**Available data:**
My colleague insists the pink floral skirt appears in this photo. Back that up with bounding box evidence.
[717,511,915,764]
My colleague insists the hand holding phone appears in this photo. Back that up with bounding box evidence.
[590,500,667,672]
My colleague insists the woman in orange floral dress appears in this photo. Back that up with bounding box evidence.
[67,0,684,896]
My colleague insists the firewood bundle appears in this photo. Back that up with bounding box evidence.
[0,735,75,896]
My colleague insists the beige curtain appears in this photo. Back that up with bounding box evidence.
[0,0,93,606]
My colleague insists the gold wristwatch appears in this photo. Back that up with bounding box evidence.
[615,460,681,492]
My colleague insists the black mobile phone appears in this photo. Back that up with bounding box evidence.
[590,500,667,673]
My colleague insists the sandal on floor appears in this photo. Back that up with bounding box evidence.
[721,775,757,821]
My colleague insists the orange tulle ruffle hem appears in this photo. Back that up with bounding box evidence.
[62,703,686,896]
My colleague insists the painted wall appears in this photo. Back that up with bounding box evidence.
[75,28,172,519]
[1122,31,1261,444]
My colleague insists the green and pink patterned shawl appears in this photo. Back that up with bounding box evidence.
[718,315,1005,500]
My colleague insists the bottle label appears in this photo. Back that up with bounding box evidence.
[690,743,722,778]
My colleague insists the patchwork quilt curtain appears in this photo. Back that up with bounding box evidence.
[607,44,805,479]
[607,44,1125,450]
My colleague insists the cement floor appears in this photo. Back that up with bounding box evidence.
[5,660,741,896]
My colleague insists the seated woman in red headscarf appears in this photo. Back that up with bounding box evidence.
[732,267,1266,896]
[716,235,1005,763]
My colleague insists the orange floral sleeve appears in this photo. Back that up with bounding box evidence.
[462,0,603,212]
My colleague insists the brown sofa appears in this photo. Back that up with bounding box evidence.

**Aim:**
Copy the listing above word for word, from the first line through the last.

**Result of the exercise:**
My colleague insists the pink floral skirt appears in this photo. Back that up with bounding box evidence.
[717,511,915,764]
My colleague insists the hand holding phone appears in this photo. Back that up with bounding box evidence.
[590,500,667,672]
My colleague insists the woman in orange floral dress appears in this photo. Back that up with bounding box evidence.
[67,0,684,896]
My colleague insists the firewood bundle appears in this photo. Back that up with bounding box evidence.
[0,735,75,896]
My colleague insists the beige curtain appears in this photo. Back that up with bounding box evidence.
[0,0,93,606]
My colleague insists the gold wristwatch appears in this photo. Back that up with bounding box evidence.
[615,460,681,492]
My colleague insists the black mobile phone appears in this photo. Back that up with bounding box evidence.
[590,500,667,673]
My colleague insists the sandal on floor appears in this photo. Back that up with bounding box evidence.
[721,775,757,821]
My colleague insists the orange tulle ruffle hem appears in this photo. Back that up with bounding box evidence.
[62,703,686,896]
My colleague insists the painted wall appears in this photo. Back that up with bounding box evidence.
[75,28,172,519]
[1122,31,1261,444]
My colleague insists the green and pink patterned shawl appears in this photo. Back that up with bounding box evidence.
[718,315,1005,500]
My colleague insists the bottle label appears in this photo. Back that up with bounding box evidence.
[690,743,722,778]
My colleague insists the patchwork quilt curtain appears in this photo. Back that up with bounding box evidence.
[607,44,805,479]
[607,44,1125,450]
My colleague insists the cement floor appears in this photo. Back that up with bounding box evidence.
[5,660,741,896]
My colleague insists the seated woman in red headscarf appears in this photo. Back that up with bounding box evidence.
[732,267,1266,896]
[716,235,1005,763]
My colleague insists the orange floral sleeve appears in this photo. Back that up with bounding box evidence.
[462,0,603,212]
My colleague insists the brown sofa appears in this photo. Back that up with bounding box evidence.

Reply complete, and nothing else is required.